▶ _TEXT_
------
Coming to this decision has not been easy and don’t expect it to get much better for sometime. This will take all my energy to do what has to be done for the foreseeable future. Therefore this is my last blog, I will miss not writing for all of you, but hope you have enjoyed it. I feel right now, much as I did when in 2008, when I realised we had to leave England for the last time, because we were needed back here. It was very difficult thing to do. One morning I awoke with a poem going through my head, so I quickly wrote it down. I cannot write poetry, therefore I really think it was put in my head by my grandfather, who was quite a poet. As it fits here and especially at this time, when I also realise I will never, ever see my beloved England again.
------
▶ _INFORMATION PROVIDED_

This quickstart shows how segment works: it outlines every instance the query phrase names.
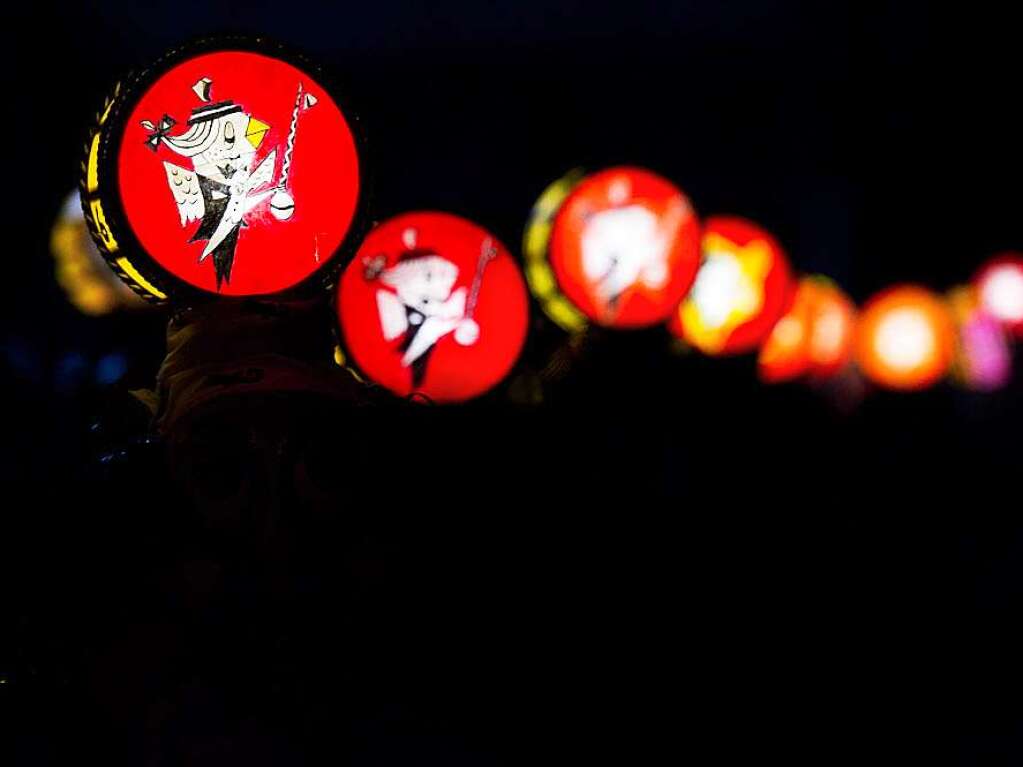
------
▶ _TASKS TO CARRY OUT_
[1] Transcribe the stretch of the farewell blog post from "Coming to this" through "beloved England again.".
[2] Write the next part of the farewell blog post, picking up after its final sentence.

▶ _ANSWERS TO THE PROBLEMS_
[1]
Coming to this decision has not been easy and don’t expect it to get much better for sometime. This will take all my energy to do what has to be done for the foreseeable future. Therefore this is my last blog, I will miss not writing for all of you, but hope you have enjoyed it. I feel right now, much as I did when in 2008, when I realised we had to leave England for the last time, because we were needed back here. It was very difficult thing to do. One morning I awoke with a poem going through my head, so I quickly wrote it down. I cannot write poetry, therefore I really think it was put in my head by my grandfather, who was quite a poet. As it fits here and especially at this time, when I also realise I will never, ever see my beloved England again.

[2]
I Have To Say Goodbye

Dawn Griffis 2008


It is not of my choosing to leave the village of my birth

I had returned after forty long years

To live my life in the place I loved until my end

To be buried in the soil of our Church

Along with my ancestors of four hundred years


Sadly it is not to be

I must once again leave the home I love

And the family I cherish long buried in the ground so old

I will miss the village’s crooked and curvy streets

The houses of so many shapes and sizes

That so many of my forebears

Lived worked and loved


I have to return to the land across the sea

Where the summers are green and very hot

Winters are white and very cold

The mountains are old but high enough

This land where my young and growing family still live

Growing healthy and strong

They are doing well


These children that are young and not so young

They say they miss us and need us

It is true – so we must leave

And let our bones be buried in another’s soil

So far from Aynhoe the village I love

But I can live no more


Hill Cottages Aynhoe by me in 1980


Aynhoe Church yard by me 2000

My grandparents home, known then as 20 Aynhoe, taken by me. This  was our family home for 93 years.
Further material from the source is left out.